Set Up Parameters and Train Convolutional Neural Network
After you define the layers of your neural network as described in Specify Layers of Convolutional Neural Network, the next step is to set up the
training options for the network. Use the trainingOptions
function to define the global training parameters. To train
a network, use the object returned by trainingOptions
as an input
argument to the trainNetwork
function. For example:
options = trainingOptions('adam'); trainedNet = trainNetwork(data,layers,options);
Layers with learnable parameters also have options for adjusting the learning parameters. For more information, see Set Up Parameters in Convolutional and Fully Connected Layers.
Specify Solver and Maximum Number of Epochs
trainNetwork
can use different variants of stochastic gradient
descent to train the network. Specify the optimization algorithm by using the first
input argument of the trainingOptions
function. To minimize the
loss, these algorithms update the network parameters by taking small steps in the
direction of the negative gradient of the loss function.
The 'adam'
(derived from adaptive moment
estimation) solver is often a good optimizer to try first. You can also
try the 'rmsprop'
(root mean square propagation) and
'sgdm'
(stochastic gradient descent with momentum) optimizers and
see if this improves training. Different solvers work better for different tasks. For
more information about the different solvers, see the trainingOptions
function.
The solvers update the parameters using a subset of the data each step. This subset is
called a mini-batch. You can specify the size of the mini-batch by
using the 'MiniBatchSize'
name-value pair argument of
trainingOptions
. Each parameter update is called an
iteration. A full pass through the entire data set is called an
epoch. You can specify the maximum number of epochs to train
for by using the 'MaxEpochs'
name-value pair argument of
trainingOptions
. The default value is 30, but you can choose a
smaller number of epochs for small networks or for fine-tuning and transfer learning,
where most of the learning is already done.

■ ■ ■ ■

- [Written tasks]:
1 > From the neural network training page, write out the passage from "The solvers update" up to and including "is already done.".
2 > Rewrite the paragraph of the neural network training page that begins "The solvers update the parameters using a subset" as a short bulleted list, keeping its main facts.
3 > According to the neural network training page, why can you choose a smaller number of epochs for fine-tuning and transfer learning? Answer in one to three sentences.

■ ■ ■ ■

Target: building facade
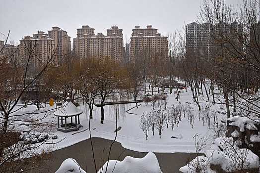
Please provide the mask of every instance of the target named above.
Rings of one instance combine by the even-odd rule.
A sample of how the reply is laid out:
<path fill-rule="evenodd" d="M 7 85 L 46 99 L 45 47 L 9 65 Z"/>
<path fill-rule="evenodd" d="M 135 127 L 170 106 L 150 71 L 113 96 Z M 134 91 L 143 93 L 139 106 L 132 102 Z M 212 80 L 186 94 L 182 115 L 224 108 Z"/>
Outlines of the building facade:
<path fill-rule="evenodd" d="M 193 22 L 186 26 L 186 52 L 194 56 L 194 53 L 209 56 L 210 49 L 210 27 L 209 23 Z"/>
<path fill-rule="evenodd" d="M 147 25 L 146 28 L 135 26 L 132 30 L 130 43 L 130 61 L 138 60 L 143 51 L 149 53 L 151 58 L 158 56 L 161 60 L 167 57 L 168 37 L 157 33 L 157 29 Z"/>
<path fill-rule="evenodd" d="M 2 49 L 2 47 L 4 45 L 4 42 L 0 40 L 0 59 L 2 59 L 4 56 L 3 49 Z"/>
<path fill-rule="evenodd" d="M 67 35 L 66 31 L 58 27 L 53 27 L 52 30 L 48 31 L 48 36 L 54 40 L 57 60 L 62 62 L 64 56 L 66 56 L 70 50 L 70 37 Z"/>
<path fill-rule="evenodd" d="M 77 37 L 73 39 L 73 48 L 81 60 L 94 57 L 104 61 L 108 59 L 122 62 L 123 55 L 123 30 L 114 26 L 107 30 L 107 36 L 95 35 L 95 29 L 88 25 L 77 29 Z"/>
<path fill-rule="evenodd" d="M 221 22 L 213 26 L 208 23 L 188 24 L 186 26 L 187 55 L 209 59 L 210 56 L 217 54 L 223 46 L 228 47 L 228 45 L 223 44 L 229 44 L 229 42 L 236 48 L 242 48 L 238 38 L 242 32 L 241 25 L 237 22 Z"/>
<path fill-rule="evenodd" d="M 68 56 L 70 48 L 70 37 L 67 32 L 59 27 L 53 27 L 48 34 L 38 31 L 33 34 L 33 37 L 25 36 L 20 40 L 19 59 L 26 63 L 30 57 L 29 68 L 37 69 L 47 63 L 62 63 L 65 61 L 64 57 Z"/>

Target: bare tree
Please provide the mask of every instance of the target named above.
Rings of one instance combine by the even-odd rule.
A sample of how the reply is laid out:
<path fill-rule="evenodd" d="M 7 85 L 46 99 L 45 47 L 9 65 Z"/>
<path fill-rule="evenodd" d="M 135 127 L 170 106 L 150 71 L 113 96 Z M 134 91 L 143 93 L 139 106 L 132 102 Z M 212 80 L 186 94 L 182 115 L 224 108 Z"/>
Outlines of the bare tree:
<path fill-rule="evenodd" d="M 165 126 L 165 113 L 164 110 L 159 109 L 156 111 L 156 117 L 155 121 L 155 127 L 158 130 L 159 136 L 161 138 L 161 135 L 163 130 L 163 128 Z"/>
<path fill-rule="evenodd" d="M 149 130 L 151 129 L 150 124 L 150 117 L 147 114 L 143 114 L 140 117 L 140 122 L 139 125 L 140 128 L 144 133 L 146 137 L 146 140 L 148 140 L 148 136 L 149 135 Z"/>

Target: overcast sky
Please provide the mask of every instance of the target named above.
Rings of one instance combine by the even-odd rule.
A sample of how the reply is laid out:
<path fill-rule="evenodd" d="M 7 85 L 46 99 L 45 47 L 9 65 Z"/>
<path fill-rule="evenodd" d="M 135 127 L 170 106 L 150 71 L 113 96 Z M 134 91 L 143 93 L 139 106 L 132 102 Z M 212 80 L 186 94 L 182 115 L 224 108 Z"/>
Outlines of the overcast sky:
<path fill-rule="evenodd" d="M 242 0 L 226 0 L 237 6 Z M 76 29 L 88 25 L 95 33 L 106 35 L 117 25 L 123 29 L 124 42 L 129 40 L 135 26 L 152 25 L 163 35 L 181 29 L 195 21 L 202 0 L 0 0 L 0 40 L 3 34 L 15 43 L 23 37 L 52 26 L 67 32 L 72 39 Z"/>

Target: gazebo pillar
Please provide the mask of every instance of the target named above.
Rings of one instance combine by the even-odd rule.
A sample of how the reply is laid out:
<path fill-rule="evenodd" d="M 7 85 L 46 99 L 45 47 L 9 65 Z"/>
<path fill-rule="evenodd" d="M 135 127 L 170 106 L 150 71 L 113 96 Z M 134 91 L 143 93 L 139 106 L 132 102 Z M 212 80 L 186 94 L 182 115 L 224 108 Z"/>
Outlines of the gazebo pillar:
<path fill-rule="evenodd" d="M 76 127 L 77 127 L 77 116 L 75 115 L 75 126 Z"/>
<path fill-rule="evenodd" d="M 65 130 L 67 129 L 67 117 L 65 117 Z"/>

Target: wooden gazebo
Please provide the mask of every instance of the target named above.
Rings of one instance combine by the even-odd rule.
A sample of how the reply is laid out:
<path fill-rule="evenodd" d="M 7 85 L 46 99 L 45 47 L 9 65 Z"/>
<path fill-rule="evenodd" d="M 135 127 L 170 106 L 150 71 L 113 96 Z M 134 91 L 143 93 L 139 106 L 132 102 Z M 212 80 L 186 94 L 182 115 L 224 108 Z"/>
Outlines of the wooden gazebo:
<path fill-rule="evenodd" d="M 58 108 L 57 111 L 54 112 L 54 115 L 58 118 L 57 130 L 69 132 L 78 130 L 81 127 L 79 115 L 82 113 L 82 111 L 70 102 L 70 98 L 67 97 L 66 101 L 61 107 Z M 70 122 L 68 123 L 67 118 L 67 120 L 69 120 L 69 117 L 70 117 Z M 74 119 L 74 122 L 73 119 Z"/>

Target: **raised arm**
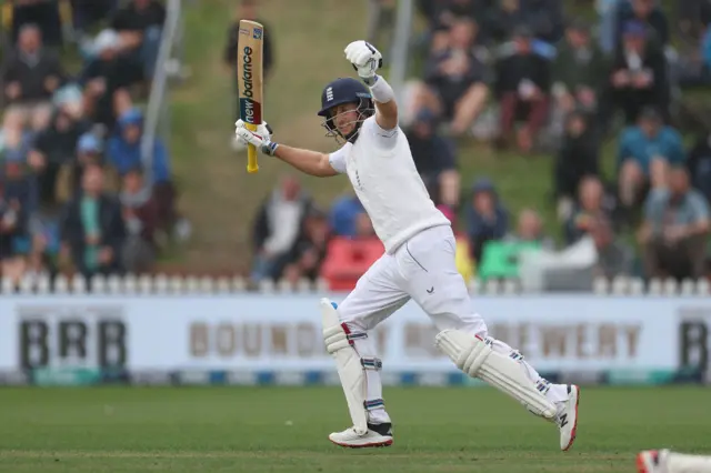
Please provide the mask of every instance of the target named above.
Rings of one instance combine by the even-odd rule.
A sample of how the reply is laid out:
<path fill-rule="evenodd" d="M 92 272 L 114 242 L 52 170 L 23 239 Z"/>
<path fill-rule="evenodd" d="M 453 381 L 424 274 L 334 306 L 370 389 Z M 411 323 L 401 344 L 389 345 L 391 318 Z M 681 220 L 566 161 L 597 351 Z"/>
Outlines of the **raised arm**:
<path fill-rule="evenodd" d="M 279 144 L 274 150 L 274 157 L 293 165 L 299 171 L 317 178 L 330 178 L 338 174 L 329 162 L 329 155 L 318 151 Z"/>
<path fill-rule="evenodd" d="M 367 41 L 353 41 L 346 47 L 348 59 L 358 76 L 370 88 L 375 102 L 375 121 L 383 130 L 398 127 L 398 103 L 392 88 L 382 76 L 375 72 L 382 67 L 382 54 Z"/>
<path fill-rule="evenodd" d="M 262 123 L 257 131 L 250 131 L 242 120 L 234 123 L 236 138 L 243 144 L 253 144 L 263 154 L 279 158 L 301 172 L 317 178 L 329 178 L 338 174 L 330 163 L 329 155 L 318 151 L 287 147 L 271 141 L 271 129 Z"/>

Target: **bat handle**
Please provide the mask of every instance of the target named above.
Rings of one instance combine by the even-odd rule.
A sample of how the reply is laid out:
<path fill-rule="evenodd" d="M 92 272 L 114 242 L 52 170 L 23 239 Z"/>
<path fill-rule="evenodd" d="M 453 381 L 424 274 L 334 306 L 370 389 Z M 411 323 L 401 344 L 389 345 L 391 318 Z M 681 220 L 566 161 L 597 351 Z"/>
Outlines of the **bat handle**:
<path fill-rule="evenodd" d="M 257 131 L 257 125 L 246 123 L 248 130 Z M 247 145 L 247 172 L 253 174 L 259 171 L 259 164 L 257 164 L 257 147 L 253 144 Z"/>

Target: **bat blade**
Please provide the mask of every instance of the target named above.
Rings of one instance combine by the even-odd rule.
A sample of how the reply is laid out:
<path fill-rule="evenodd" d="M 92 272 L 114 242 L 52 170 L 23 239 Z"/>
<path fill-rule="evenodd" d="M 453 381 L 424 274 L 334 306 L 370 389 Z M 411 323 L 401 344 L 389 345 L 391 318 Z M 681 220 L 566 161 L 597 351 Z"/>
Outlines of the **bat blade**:
<path fill-rule="evenodd" d="M 264 27 L 252 20 L 241 20 L 238 34 L 237 80 L 240 119 L 248 130 L 257 131 L 262 123 Z M 247 148 L 247 172 L 259 171 L 257 149 Z"/>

■ ■ ■ ■

- [Solved tasks]:
1 >
The solvers update the parameters using a subset of the data each step. This subset is
called a mini-batch. You can specify the size of the mini-batch by
using the 'MiniBatchSize'
name-value pair argument of
trainingOptions
. Each parameter update is called an
iteration. A full pass through the entire data set is called an
epoch. You can specify the maximum number of epochs to train
for by using the 'MaxEpochs'
name-value pair argument of
trainingOptions
. The default value is 30, but you can choose a
smaller number of epochs for small networks or for fine-tuning and transfer learning,
where most of the learning is already done.

2 >
- Each step, the solvers update the parameters using a subset of the data, called a mini-batch. Its size is set with the 'MiniBatchSize' name-value pair argument of trainingOptions.
- Each parameter update is called an iteration.
- A full pass through the entire data set is called an epoch. The maximum number of epochs is set with the 'MaxEpochs' name-value pair argument of trainingOptions.
- The default maximum is 30 epochs. A smaller number can be chosen for small networks or for fine-tuning and transfer learning.

3 > In fine-tuning and transfer learning, most of the learning is already done, so the default of 30 epochs isn't needed.